§ **Exercise goal**
Copy all of the material exactly. Pictures are not to appear in the copy.

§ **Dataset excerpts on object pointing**
⁂
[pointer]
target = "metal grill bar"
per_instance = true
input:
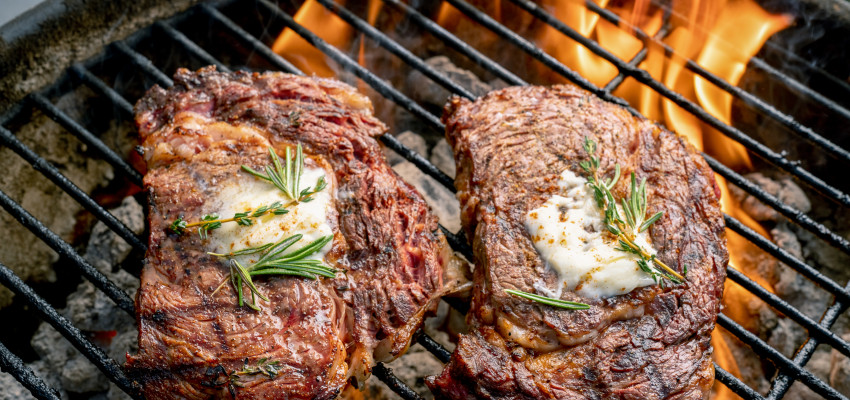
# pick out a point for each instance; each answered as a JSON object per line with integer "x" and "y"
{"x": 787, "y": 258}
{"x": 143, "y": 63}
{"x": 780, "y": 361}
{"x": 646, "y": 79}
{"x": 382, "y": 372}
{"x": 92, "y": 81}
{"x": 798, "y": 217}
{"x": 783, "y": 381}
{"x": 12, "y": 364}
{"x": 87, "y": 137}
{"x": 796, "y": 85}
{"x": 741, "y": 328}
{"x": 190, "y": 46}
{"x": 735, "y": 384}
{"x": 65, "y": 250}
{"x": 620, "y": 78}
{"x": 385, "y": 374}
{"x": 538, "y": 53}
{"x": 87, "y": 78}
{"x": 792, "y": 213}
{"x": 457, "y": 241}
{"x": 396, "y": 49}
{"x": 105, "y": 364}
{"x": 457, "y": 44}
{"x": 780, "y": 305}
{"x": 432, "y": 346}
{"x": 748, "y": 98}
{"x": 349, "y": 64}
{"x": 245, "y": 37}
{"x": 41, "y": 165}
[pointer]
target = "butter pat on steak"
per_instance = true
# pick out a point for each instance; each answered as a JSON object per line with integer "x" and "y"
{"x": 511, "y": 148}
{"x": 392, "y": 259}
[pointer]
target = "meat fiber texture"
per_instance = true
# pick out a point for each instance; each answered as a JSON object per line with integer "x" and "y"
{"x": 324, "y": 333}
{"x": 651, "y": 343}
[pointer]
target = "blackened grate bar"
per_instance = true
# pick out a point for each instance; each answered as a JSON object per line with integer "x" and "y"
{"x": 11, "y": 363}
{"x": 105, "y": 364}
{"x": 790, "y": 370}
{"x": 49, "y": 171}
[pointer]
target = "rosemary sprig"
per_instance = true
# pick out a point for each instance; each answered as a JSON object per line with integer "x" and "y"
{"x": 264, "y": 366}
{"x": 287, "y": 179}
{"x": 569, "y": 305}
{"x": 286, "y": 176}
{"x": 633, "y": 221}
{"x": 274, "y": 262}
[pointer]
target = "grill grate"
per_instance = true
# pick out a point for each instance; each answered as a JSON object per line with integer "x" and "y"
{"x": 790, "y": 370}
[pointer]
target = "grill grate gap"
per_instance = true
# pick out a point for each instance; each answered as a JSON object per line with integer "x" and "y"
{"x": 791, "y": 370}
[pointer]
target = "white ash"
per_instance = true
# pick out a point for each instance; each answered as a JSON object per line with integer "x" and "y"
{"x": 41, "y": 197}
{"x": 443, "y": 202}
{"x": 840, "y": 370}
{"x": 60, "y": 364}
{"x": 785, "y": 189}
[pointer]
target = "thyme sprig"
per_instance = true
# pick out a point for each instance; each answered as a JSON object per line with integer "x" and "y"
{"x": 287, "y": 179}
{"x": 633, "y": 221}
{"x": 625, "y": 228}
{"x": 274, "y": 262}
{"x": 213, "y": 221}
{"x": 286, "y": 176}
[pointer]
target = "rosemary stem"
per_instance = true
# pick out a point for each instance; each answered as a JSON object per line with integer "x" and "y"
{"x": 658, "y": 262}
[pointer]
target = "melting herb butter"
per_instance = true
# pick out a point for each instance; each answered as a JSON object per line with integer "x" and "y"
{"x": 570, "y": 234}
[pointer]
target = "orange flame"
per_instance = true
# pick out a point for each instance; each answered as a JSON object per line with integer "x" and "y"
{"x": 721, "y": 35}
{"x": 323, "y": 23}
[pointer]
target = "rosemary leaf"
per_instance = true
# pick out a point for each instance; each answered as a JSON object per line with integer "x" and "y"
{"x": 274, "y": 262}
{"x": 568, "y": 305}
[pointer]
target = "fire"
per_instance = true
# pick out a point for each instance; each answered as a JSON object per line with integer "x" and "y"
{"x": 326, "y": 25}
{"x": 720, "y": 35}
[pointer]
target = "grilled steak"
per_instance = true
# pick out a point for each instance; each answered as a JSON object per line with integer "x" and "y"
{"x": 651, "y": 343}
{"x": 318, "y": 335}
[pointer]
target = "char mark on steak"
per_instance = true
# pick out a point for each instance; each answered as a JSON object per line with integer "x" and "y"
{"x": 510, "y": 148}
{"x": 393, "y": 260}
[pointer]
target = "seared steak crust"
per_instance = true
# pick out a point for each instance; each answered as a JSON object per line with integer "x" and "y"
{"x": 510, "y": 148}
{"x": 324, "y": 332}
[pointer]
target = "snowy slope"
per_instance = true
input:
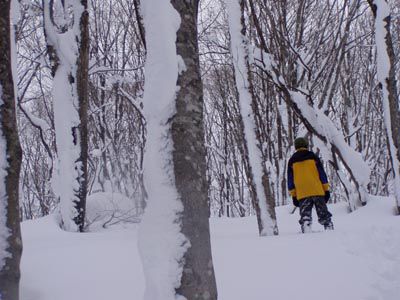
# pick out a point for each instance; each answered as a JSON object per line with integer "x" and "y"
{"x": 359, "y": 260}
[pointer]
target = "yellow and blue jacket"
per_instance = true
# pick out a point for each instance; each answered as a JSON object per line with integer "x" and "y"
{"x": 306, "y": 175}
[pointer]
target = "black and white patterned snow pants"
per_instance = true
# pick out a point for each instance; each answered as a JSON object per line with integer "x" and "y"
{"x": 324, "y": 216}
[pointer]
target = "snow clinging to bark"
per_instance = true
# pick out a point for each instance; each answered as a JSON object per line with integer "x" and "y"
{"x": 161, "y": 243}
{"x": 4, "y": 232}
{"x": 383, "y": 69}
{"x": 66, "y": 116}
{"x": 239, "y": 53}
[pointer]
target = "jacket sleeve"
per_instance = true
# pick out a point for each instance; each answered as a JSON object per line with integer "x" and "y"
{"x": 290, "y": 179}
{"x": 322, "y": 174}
⁂
§ **Output**
[pointer]
target = "metal grill bar"
per_instance = true
input:
# pick out a point for each instance; each answered as a JSON object per line with integer "x" and "y"
{"x": 787, "y": 258}
{"x": 143, "y": 63}
{"x": 780, "y": 361}
{"x": 646, "y": 79}
{"x": 382, "y": 372}
{"x": 92, "y": 81}
{"x": 798, "y": 217}
{"x": 783, "y": 381}
{"x": 12, "y": 364}
{"x": 87, "y": 137}
{"x": 796, "y": 85}
{"x": 741, "y": 328}
{"x": 190, "y": 46}
{"x": 735, "y": 384}
{"x": 65, "y": 250}
{"x": 620, "y": 78}
{"x": 385, "y": 374}
{"x": 538, "y": 53}
{"x": 87, "y": 78}
{"x": 792, "y": 213}
{"x": 457, "y": 241}
{"x": 396, "y": 49}
{"x": 105, "y": 364}
{"x": 457, "y": 44}
{"x": 780, "y": 305}
{"x": 432, "y": 346}
{"x": 748, "y": 98}
{"x": 349, "y": 64}
{"x": 245, "y": 37}
{"x": 41, "y": 165}
[pointer]
target = "butter pat on steak"
per_instance = true
# pick out a point for each instance; each answered as a JSON object per line with integer "x" and "y"
{"x": 511, "y": 148}
{"x": 392, "y": 259}
[pointer]
target = "meat fiber texture"
per_instance = true
# pick out a point for each instance; each answered as a JSON object per line with integer "x" and "y"
{"x": 324, "y": 333}
{"x": 651, "y": 343}
[pointer]
target = "blackened grate bar"
per_instance = true
# pick out a point for each instance; each answered as a JSON object per line with integer "x" and "y"
{"x": 11, "y": 363}
{"x": 105, "y": 364}
{"x": 790, "y": 370}
{"x": 49, "y": 171}
[pointer]
target = "rosemary sprig"
per_instance = true
# pick out a point for each instance; each answered as a JSON object per line with integer "x" and "y"
{"x": 264, "y": 366}
{"x": 287, "y": 179}
{"x": 569, "y": 305}
{"x": 286, "y": 176}
{"x": 633, "y": 221}
{"x": 274, "y": 262}
[pointer]
target = "grill grate"
per_instance = true
# pick out a point for each instance; each answered as a JSON object per line with integer "x" and "y"
{"x": 790, "y": 370}
[pointer]
target = "grill grate gap"
per_instance = true
# pick out a point for each instance; each answered as a JSON object per line with integer "x" and "y"
{"x": 791, "y": 370}
[pointer]
target = "white ash"
per_instance = true
# pick out a point for each instance; each answered as a JSON object per line with integer "x" and "y"
{"x": 41, "y": 197}
{"x": 443, "y": 202}
{"x": 840, "y": 370}
{"x": 60, "y": 364}
{"x": 785, "y": 189}
[pointer]
target = "thyme sprig"
per_instance = true
# pick out a point for each instance; each answered as a JSON object per line with integer "x" and "y"
{"x": 287, "y": 179}
{"x": 633, "y": 221}
{"x": 625, "y": 228}
{"x": 274, "y": 262}
{"x": 213, "y": 221}
{"x": 286, "y": 176}
[pointer]
target = "rosemary stem"
per_instance = true
# pick out a point for each instance; each answered as a JSON object per line with integer "x" and "y"
{"x": 658, "y": 262}
[pointer]
target = "melting herb butter"
per_instance = true
# pick out a point for each instance; each answered as a JSON object per line with integer "x" and "y"
{"x": 570, "y": 234}
[pointer]
target = "orange flame"
per_instance = true
# pick out a point for each instance; each answered as a JSON object per line with integer "x" and "y"
{"x": 721, "y": 35}
{"x": 323, "y": 23}
[pointer]
target = "rosemary leaf"
per_instance = true
# pick out a point for each instance; each answered as a JSON object per line with integer "x" and "y"
{"x": 274, "y": 262}
{"x": 568, "y": 305}
[pointer]
target = "fire"
per_instance = true
# pick out a point for each instance; each answered as a JSON object per line with integer "x" and "y"
{"x": 326, "y": 25}
{"x": 720, "y": 35}
[pointer]
target = "grilled steak"
per_instance = true
# pick out a point for each instance; each answered as a JSON object per line with integer "x" and "y"
{"x": 651, "y": 343}
{"x": 318, "y": 335}
[pointer]
target = "char mark on steak"
per_instance = true
# pick out a point for each instance; each answered as a JSON object per line with integer "x" and "y"
{"x": 510, "y": 148}
{"x": 393, "y": 260}
[pointer]
target = "seared steak crust"
per_instance = true
# pick out a point for each instance; each answered as a JSON object per line with integer "x" and "y"
{"x": 510, "y": 148}
{"x": 324, "y": 332}
[pointer]
target = "snowy slope"
per_instance = true
input:
# pick out a point for each instance; each answered as a JSON object per line with integer "x" and "y"
{"x": 359, "y": 260}
[pointer]
target = "yellow and blue jacket"
per_instance = true
# pick out a point for each instance; each answered as a JSON object per line with integer "x" and "y"
{"x": 306, "y": 175}
[pointer]
target = "black and white patterned snow pants"
per_instance = true
# pick out a point for each instance; each answered as a JSON object per line with integer "x" and "y"
{"x": 324, "y": 216}
[pointer]
target = "snow clinging to bark"
per_instance = true
# pick out a point for each instance; each answered as a JSON object per line with integer "x" and "y"
{"x": 161, "y": 243}
{"x": 4, "y": 232}
{"x": 383, "y": 69}
{"x": 66, "y": 116}
{"x": 239, "y": 53}
[pointer]
target = "jacket sleeve"
per_instance = true
# pick out a point for each instance; each answered as a JSON object per line with integer "x" and "y"
{"x": 290, "y": 179}
{"x": 322, "y": 174}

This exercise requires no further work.